> [Directive]
Set the following entries down again exactly, line by line.

(Pointing dataset excerpts)

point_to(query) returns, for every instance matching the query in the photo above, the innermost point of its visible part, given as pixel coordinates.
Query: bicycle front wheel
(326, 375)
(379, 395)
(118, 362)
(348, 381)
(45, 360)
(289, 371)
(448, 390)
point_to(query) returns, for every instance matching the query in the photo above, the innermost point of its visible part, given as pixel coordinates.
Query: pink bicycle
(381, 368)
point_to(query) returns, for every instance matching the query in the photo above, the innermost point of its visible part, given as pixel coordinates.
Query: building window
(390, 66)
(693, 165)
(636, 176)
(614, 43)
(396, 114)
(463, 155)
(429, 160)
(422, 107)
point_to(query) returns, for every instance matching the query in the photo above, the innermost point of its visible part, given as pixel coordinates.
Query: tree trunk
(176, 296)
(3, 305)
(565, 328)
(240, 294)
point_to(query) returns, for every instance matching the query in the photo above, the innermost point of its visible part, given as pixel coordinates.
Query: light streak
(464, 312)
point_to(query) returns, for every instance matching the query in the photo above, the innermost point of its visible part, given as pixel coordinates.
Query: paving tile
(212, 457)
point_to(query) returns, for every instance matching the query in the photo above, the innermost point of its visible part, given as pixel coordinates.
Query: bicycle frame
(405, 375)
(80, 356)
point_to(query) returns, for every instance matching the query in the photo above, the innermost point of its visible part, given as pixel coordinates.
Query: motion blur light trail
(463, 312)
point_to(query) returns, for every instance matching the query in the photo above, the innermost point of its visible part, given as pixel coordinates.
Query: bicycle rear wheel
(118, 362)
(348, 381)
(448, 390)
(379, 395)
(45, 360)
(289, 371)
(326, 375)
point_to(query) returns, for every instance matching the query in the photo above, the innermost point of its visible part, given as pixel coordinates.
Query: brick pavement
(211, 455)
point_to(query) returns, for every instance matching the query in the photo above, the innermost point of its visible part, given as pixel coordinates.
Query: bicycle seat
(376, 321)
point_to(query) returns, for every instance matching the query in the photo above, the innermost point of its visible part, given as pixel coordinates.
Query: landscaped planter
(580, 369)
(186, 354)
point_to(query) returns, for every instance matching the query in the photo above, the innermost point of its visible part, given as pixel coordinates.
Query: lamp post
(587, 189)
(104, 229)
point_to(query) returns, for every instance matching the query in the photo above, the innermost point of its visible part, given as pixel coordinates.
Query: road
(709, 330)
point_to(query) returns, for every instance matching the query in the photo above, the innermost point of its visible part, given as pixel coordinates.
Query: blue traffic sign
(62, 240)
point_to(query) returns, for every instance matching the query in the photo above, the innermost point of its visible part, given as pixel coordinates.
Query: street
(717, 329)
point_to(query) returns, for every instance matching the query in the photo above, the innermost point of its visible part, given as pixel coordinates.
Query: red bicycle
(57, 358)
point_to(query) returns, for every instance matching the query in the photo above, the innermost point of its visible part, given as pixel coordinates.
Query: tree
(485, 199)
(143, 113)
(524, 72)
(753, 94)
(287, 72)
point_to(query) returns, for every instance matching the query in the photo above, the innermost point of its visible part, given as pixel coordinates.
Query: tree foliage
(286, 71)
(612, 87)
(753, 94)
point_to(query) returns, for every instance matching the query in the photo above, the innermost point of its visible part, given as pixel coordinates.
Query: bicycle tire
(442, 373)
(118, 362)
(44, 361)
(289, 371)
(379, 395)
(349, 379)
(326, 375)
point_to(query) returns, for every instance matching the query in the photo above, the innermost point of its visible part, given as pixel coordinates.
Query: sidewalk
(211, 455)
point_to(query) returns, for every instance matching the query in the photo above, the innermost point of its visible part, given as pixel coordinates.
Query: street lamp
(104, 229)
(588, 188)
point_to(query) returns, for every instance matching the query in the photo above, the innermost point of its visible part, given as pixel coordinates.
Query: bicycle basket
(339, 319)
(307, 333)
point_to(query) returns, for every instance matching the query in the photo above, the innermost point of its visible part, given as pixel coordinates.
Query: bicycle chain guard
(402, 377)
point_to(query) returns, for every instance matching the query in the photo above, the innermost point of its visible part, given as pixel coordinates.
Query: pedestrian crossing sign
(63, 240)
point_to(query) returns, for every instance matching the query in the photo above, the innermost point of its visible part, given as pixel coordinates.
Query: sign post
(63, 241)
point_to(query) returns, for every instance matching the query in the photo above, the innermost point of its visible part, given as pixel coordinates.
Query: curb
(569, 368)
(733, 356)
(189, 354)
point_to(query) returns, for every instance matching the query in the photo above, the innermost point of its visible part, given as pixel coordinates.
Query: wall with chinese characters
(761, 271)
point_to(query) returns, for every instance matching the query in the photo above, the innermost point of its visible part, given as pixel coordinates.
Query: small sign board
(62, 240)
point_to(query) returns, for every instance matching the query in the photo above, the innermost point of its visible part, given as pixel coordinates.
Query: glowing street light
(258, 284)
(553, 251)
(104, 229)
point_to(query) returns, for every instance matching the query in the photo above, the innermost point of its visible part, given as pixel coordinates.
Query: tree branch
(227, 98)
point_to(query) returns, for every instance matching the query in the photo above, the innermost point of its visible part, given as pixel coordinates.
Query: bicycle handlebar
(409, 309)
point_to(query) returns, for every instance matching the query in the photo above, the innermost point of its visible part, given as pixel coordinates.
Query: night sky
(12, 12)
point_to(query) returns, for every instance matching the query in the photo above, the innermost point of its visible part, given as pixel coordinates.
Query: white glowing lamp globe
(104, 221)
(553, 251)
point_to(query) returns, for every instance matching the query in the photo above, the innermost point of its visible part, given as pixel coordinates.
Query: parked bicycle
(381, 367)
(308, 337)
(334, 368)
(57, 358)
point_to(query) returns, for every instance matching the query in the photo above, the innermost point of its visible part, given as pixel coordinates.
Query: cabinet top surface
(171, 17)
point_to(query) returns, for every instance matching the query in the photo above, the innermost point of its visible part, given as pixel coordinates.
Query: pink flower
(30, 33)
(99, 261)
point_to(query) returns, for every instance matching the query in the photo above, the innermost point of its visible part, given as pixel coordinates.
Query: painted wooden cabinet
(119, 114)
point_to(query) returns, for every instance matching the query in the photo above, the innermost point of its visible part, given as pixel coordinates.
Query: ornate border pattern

> [Completed exercise]
point_to(query) returns, for every instance matching the query in the photo above, the innermost point of its visible part, given as pixel coordinates.
Query: bicycle front wheel
(326, 375)
(379, 395)
(118, 362)
(348, 381)
(45, 360)
(289, 371)
(448, 390)
point_to(query) returns, for every instance matching the query in the photo above, the innermost point of its visible part, given as pixel coordinates.
Query: pink bicycle
(381, 368)
point_to(query) returns, for every instance matching the query in the photo above, the innermost point of its visible part, given as pixel coordinates.
Query: building window
(390, 66)
(693, 165)
(636, 176)
(614, 43)
(396, 114)
(463, 155)
(429, 160)
(422, 107)
point_to(query) returns, for every instance matching the query in the photo above, the innermost point of its visible part, given as pixel coordinates.
Query: tree trunk
(176, 296)
(3, 305)
(565, 328)
(240, 294)
point_to(query) returns, for every instance matching the query in the photo above, the innermost point of its visible part, given as pixel coordinates.
Query: light streak
(464, 312)
point_to(query) returns, for every instance matching the query in the photo above, the innermost point of its visible part, given as pixel coordinates.
Query: paving tile
(212, 457)
point_to(query) returns, for every instance matching the query in the photo above, the innermost point of its visible part, given as pixel coordinates.
Query: bicycle frame
(405, 375)
(80, 356)
point_to(query) returns, for every instance matching the query in the photo above, the innermost point of its visible part, given as pixel coordinates.
Query: motion blur light trail
(463, 312)
point_to(query) returns, for every instance matching the query in the photo above, the innermost point of its visible part, given as pixel coordinates.
Query: bicycle rear wheel
(118, 362)
(348, 381)
(448, 390)
(379, 395)
(45, 360)
(289, 371)
(326, 375)
point_to(query) returns, for every instance matching the query in the photo above, the innermost point of its visible part, given as pixel coordinates.
Query: brick pavement
(211, 455)
point_to(query) returns, for every instance matching the query in the photo above, the innermost point of its visible part, given as pixel coordinates.
Query: bicycle seat
(376, 321)
point_to(query) returns, for every instance matching the query in the photo above, the innermost point of its visible part, given as pixel coordinates.
Query: landscaped planter
(580, 369)
(186, 354)
point_to(query) returns, for every instance matching the query in the photo above, the innermost point of its visible part, given as pixel coordinates.
Query: lamp post
(587, 189)
(104, 229)
point_to(query) returns, for every instance matching the query in the photo above, the innermost point of its visible part, given as pixel coordinates.
Query: road
(709, 330)
point_to(query) returns, for every instance matching the query in the photo above, the innermost point of its visible part, given as pixel coordinates.
Query: blue traffic sign
(62, 240)
point_to(query) returns, for every instance matching the query in the photo above, the innermost point of its visible part, given as pixel coordinates.
Query: street
(717, 329)
point_to(query) returns, for every instance matching the query in the photo above, the innermost point of its visible part, given as pixel coordinates.
Query: red bicycle
(57, 358)
point_to(query) returns, for every instance matching the query in the photo above, the innermost point of its visible part, given as pixel coordinates.
Query: tree
(485, 199)
(143, 113)
(524, 72)
(753, 94)
(287, 72)
point_to(query) returns, for every instance matching the query in the photo above, the innermost point of its visible part, given as pixel coordinates.
Query: tree foliage
(286, 71)
(612, 87)
(753, 94)
point_to(query) returns, for every instance matching the query in the photo above, the innermost point of its visible part, given as pixel coordinates.
Query: bicycle tire
(442, 373)
(118, 362)
(44, 361)
(289, 371)
(379, 395)
(349, 379)
(326, 375)
point_to(query) returns, for every instance matching the query in the photo above, the innermost point of its visible part, given as pixel coordinates.
Query: sidewalk
(211, 455)
point_to(query) returns, for every instance matching the query in the photo above, the innermost point of its visible part, given as pixel coordinates.
Query: street lamp
(104, 229)
(588, 188)
point_to(query) returns, for every instance matching the query in the photo above, the innermost point of its visible part, given as pixel coordinates.
Query: bicycle basket
(339, 319)
(307, 333)
point_to(query) returns, for every instance matching the query in the photo above, the innermost point of its visible part, given as pixel coordinates.
Query: bicycle chain guard
(402, 377)
point_to(query) returns, for every instance matching the query in the photo above, the innermost point of its visible part, given as pixel coordinates.
Query: pedestrian crossing sign
(63, 240)
point_to(query) returns, for every instance matching the query in the photo above, the innermost point of its visible part, given as pixel coordinates.
Query: sign post
(63, 241)
point_to(query) returns, for every instance matching the query in the photo above, the innermost point of its visible part, given as pixel coordinates.
Query: curb
(569, 368)
(733, 356)
(189, 354)
point_to(query) returns, for every instance matching the query in the photo above, the innermost point of its visible part, given as pixel coordinates.
Query: wall with chinese characters
(761, 271)
point_to(query) returns, for every instance matching the query in the photo above, the innermost point of its visible part, given as pixel coordinates.
Query: small sign board
(62, 240)
point_to(query) returns, for every instance matching the query in the photo above, the innermost point of its visible part, given as pixel coordinates.
Query: glowing street light
(258, 284)
(553, 251)
(104, 229)
point_to(query) returns, for every instance matching the query in the photo above, the innermost point of its visible part, given as pixel coordinates.
Query: tree branch
(227, 98)
point_to(query) returns, for every instance matching the query in the photo above, the innermost point of its visible part, given as pixel coordinates.
Query: bicycle handlebar
(409, 309)
point_to(query) returns, for every instance matching the query in the photo above, the innermost point of its visible part, given as pixel coordinates.
Query: night sky
(12, 12)
point_to(query) returns, for every instance matching the query in the photo above, the innermost point of its visible part, given as pixel coordinates.
Query: white glowing lamp globe
(104, 221)
(553, 251)
point_to(query) returns, for every instance matching the query in the photo above, the innermost point of its visible part, given as pixel coordinates.
Query: parked bicycle
(381, 367)
(308, 337)
(334, 368)
(57, 358)
point_to(query) returns, for every instance matching the query in the photo above, the innermost point of its visible part, given as pixel coordinates.
Query: cabinet top surface
(171, 17)
point_to(query) returns, for every instance matching the query in the photo above, the innermost point of its visible part, given as pixel coordinates.
Query: pink flower
(30, 33)
(99, 261)
point_to(query) returns, for every instance matching the query in the photo above, the innermost point of its visible part, given as pixel coordinates.
Query: painted wooden cabinet
(119, 114)
point_to(query) returns, for every instance matching the query in the photo above, the innermost point of its visible part, given as pixel coordinates.
Query: ornate border pattern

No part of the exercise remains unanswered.